PASSAGE GIVEN:
......

# Comics  > Image Comics >  Nick Spencer & Steve Lieber Re-Team for Image Comics' "The Fix"

## CBR News

"Superior Foes of Spider-Man" creative team Nick Spencer and Steve Lieber are set to reunite for Image Comics series "The Fix" in 2015.


_Full article here._

----------


## JJ Fiegel

Praise the lord. I'm expecting a Fraction / Aja Image collab soon too.

----------


## cc008

Anyone know much about this?

----------


## Dark-Flux

Sounds neat an' all. But how many new Image series has Spencer got "in the works" at this point?

I swear he had 3 series announced at the last ImageExpo that we've heard nothing about since.
Then theres Bedlam disappearing into the aether...

----------


## suss2it

I don't really care what its gonna be about I'm buying it just off the strength of _Superior Foes_.

----------


## InformationGeek

> Sounds neat an' all. But how many new Image series has Spencer got "in the works" at this point?
> 
> I swear he had 3 series announced at the last ImageExpo that we've heard nothing about since.
> Then theres Bedlam disappearing into the aether...


Bingo.  That man needs to settle down and focus on some other things before can keep on announcing all the kewl ideas and stories that keep popping into his head.

----------


## Dorktron

> Bingo.  That man needs to settle down and focus on some other things before can keep on announcing all the kewl ideas and stories that keep popping into his head.


I gotta agree as well. In fact, this is a topic I have been thinking about a lot lately: How many comic book series is too many for a writer to handle? It is obviously dependent on the particular writer in question, but I have a hard time seeing how a writer can keep his quality consistent over 3+ monthly books.

----------


## JJ Fiegel

I think four is usually the limit for most creators. When Hickman was doing like 10 books a month last year it was very obvious to tell, and he himself has stated how much of a toll it took on him. It's easy to tell when Bendis is spread too thin. Soule needed to scale back. Hickman needed to scale back. Remender said he can't do more than four books at a time (his Image stuff is set up to break to consistently keep him at scripting four books a month, even though he has more on his plate). 

I'm surprised Lemire increased his workload like he did. He spends most of his day drawing. I wonder where he finds the time to do all these new books he's announced. 

Spencer has Ant-Man and Morning Glories. He has two Image ongoings announced, an Image mini, and whatever this is. Plus Bedlam. I'd say this is his limit, unless this thing with Lieber is just a mini.

----------


## Mathieu B

I've been waiting since January for Paradigms. It seemed like a really intriguing concept. Oh well...

......

Collected data:
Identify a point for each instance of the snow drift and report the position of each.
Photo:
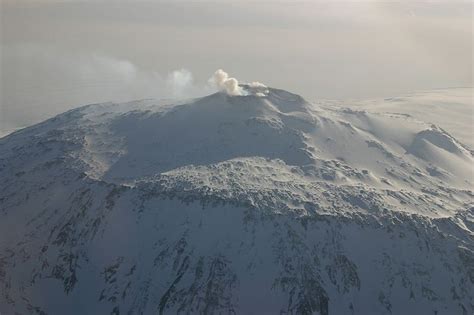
(256, 202)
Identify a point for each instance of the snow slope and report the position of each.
(255, 204)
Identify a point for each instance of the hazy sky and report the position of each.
(56, 55)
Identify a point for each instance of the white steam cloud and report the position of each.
(223, 82)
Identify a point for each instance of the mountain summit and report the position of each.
(259, 203)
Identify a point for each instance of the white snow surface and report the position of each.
(255, 204)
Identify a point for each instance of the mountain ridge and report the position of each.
(261, 203)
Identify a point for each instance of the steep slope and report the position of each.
(255, 204)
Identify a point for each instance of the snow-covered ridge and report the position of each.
(261, 202)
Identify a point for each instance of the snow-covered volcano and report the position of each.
(255, 204)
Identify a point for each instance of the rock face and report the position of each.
(256, 204)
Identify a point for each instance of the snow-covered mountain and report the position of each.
(254, 204)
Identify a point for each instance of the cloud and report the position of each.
(44, 81)
(223, 82)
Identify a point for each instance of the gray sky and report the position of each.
(56, 55)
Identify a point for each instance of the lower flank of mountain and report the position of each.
(255, 204)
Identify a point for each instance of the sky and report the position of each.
(56, 55)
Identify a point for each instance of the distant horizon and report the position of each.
(57, 55)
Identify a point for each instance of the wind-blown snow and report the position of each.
(236, 203)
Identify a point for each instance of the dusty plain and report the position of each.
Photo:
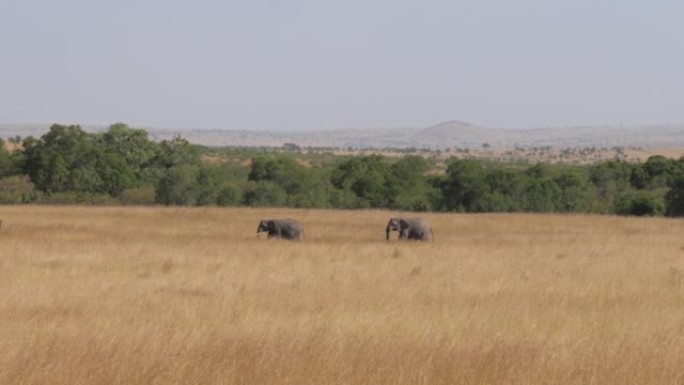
(152, 295)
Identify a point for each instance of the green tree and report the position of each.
(178, 186)
(640, 203)
(674, 198)
(465, 186)
(366, 177)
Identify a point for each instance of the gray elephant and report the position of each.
(410, 228)
(281, 228)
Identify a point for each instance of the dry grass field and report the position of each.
(191, 296)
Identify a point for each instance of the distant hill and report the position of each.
(439, 136)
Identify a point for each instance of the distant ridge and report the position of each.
(448, 134)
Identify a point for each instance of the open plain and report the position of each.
(155, 295)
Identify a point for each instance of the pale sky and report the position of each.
(306, 64)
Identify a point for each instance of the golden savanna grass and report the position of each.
(191, 296)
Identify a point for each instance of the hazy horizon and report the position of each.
(305, 65)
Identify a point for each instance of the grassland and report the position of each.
(191, 296)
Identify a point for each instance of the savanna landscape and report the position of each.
(190, 295)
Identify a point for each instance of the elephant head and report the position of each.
(394, 224)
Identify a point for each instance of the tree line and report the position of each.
(123, 166)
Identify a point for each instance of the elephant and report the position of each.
(410, 228)
(281, 228)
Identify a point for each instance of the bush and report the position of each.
(640, 203)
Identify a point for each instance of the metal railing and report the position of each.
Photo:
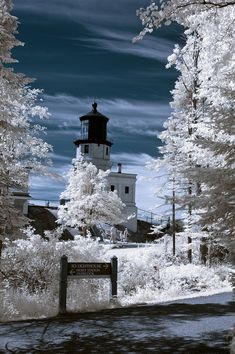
(150, 217)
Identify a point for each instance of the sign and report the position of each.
(86, 270)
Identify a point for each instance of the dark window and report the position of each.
(127, 190)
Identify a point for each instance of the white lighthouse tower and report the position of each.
(95, 147)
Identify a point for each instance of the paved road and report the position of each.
(191, 326)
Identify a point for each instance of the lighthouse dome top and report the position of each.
(94, 113)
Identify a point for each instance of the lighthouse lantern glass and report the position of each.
(84, 129)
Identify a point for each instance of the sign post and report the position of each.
(114, 265)
(83, 271)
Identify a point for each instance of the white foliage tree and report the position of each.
(88, 200)
(200, 134)
(21, 149)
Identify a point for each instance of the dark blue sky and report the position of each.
(82, 50)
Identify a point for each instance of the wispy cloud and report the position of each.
(105, 22)
(137, 117)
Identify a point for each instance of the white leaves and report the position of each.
(88, 199)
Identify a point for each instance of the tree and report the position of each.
(21, 149)
(199, 141)
(87, 198)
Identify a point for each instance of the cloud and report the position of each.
(121, 42)
(133, 116)
(112, 26)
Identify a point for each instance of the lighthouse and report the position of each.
(95, 147)
(93, 143)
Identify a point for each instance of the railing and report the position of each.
(144, 215)
(49, 203)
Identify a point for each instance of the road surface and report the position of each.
(192, 326)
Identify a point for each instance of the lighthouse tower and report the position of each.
(93, 143)
(95, 147)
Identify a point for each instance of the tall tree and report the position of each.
(87, 198)
(21, 149)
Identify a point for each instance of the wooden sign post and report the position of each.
(85, 270)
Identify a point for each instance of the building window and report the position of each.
(126, 190)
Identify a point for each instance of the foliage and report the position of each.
(21, 149)
(199, 139)
(29, 276)
(88, 200)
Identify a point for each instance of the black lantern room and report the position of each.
(93, 128)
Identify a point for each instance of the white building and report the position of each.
(95, 147)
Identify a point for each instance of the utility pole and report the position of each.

......

TASK DETAILS: In the thread about "The Fix," which two creators are set to reunite for the series, and in what year? Base your answer on the thread only.

EXERCISE ANSWER: Nick Spencer and Steve Lieber, in 2015.